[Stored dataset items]
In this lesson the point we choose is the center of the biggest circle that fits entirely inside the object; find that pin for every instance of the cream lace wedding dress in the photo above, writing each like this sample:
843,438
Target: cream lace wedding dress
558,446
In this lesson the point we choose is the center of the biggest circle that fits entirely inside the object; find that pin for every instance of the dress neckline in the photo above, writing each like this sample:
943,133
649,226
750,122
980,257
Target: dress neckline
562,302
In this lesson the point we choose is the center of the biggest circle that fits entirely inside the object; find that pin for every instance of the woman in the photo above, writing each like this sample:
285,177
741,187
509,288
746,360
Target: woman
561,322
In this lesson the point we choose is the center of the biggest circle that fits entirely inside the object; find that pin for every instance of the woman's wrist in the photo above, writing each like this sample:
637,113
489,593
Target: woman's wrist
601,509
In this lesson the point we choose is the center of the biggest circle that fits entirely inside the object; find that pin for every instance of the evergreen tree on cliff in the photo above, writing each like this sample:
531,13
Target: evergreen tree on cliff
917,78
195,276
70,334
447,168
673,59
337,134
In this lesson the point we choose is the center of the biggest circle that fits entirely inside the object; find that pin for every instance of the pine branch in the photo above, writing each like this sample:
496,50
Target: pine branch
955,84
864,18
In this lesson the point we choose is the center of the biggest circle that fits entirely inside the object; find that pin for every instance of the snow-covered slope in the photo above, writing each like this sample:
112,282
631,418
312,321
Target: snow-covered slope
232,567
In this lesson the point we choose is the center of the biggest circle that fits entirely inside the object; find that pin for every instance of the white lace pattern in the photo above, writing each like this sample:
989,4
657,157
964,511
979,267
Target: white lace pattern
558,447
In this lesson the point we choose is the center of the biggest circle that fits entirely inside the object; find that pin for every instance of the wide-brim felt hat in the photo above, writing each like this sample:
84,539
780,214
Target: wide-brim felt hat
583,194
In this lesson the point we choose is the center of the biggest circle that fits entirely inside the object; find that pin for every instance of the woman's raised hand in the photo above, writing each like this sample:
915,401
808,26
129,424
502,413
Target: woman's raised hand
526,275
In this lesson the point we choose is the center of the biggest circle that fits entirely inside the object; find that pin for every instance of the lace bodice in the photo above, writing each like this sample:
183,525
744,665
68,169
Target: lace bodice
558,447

* [Exercise details]:
When you reach the end of the data above, set it all down again unchanged.

* [Task result]:
In this lesson the point we choose is the center of the biggest circle that fits entirely inside the object; find that pin for every instance of the cream lace wedding dress in the photo above, writing each like this sample:
843,438
Target: cream lace wedding dress
558,446
In this lesson the point we choose is the center of the biggest circle that fits entirely inside the object; find that pin for every instance of the dress neckline in the photo above, writing each like this sample:
943,133
649,226
750,122
980,257
Target: dress neckline
562,302
In this lesson the point we choose is the center of the biggest circle that fits entirely inside the object; find that pin for every instance of the woman in the photo above, writing each like this sample:
285,177
741,187
509,288
746,360
Target: woman
561,322
In this lesson the point we choose is the center of the biggest circle that fits entirely inside the object; find that pin for every instance of the woman's wrist in the photo above, writing each like this sample:
637,113
489,593
Target: woman's wrist
601,509
In this lesson the point we choose is the center of the biggest circle that fits entirely inside the object; find that pin for every instance of the evergreen tree on cliff in the photo above, writing each like this sample:
531,13
Target: evergreen tree on cliff
917,78
195,276
70,334
447,168
673,59
337,134
In this lesson the point we choose is the center of the biggest circle that fits entirely inside the object; find that pin for every instance of the pine branch in the photo above, writing each like this sample:
496,50
Target: pine branch
955,84
864,18
In this lesson the point we choose is the center of the biggest circle that fits entirely inside the object; find that pin for every instance of the snow-covered slope in the photo above, writing each like this sample:
112,282
631,418
312,321
Target: snow-covered slope
232,567
In this lesson the point we choose is the center of the biggest circle that fits entirely inside the object; find that pin for every instance of the white lace pattern in the photo above, writing each like this sample:
989,4
657,157
964,511
979,267
Target: white lace pattern
558,447
In this lesson the point we choose is the center of the biggest circle that fits entirely inside the object; find that pin for every instance of the wide-brim felt hat in the photo above, writing each like this sample:
84,539
780,214
Target: wide-brim felt hat
583,194
In this lesson the point we choose is the center of the biggest circle that fits entirely inside the object; find that pin for every instance of the woman's raised hand in the photo above, writing each like this sample:
915,401
808,26
129,424
502,413
Target: woman's raised hand
526,275
In this lesson the point we choose is the center of the biggest circle that fits entirely inside the object; find that pin for every instance of the lace bodice in the photo above, writing each like this sample:
183,525
744,665
68,169
Target: lace bodice
558,447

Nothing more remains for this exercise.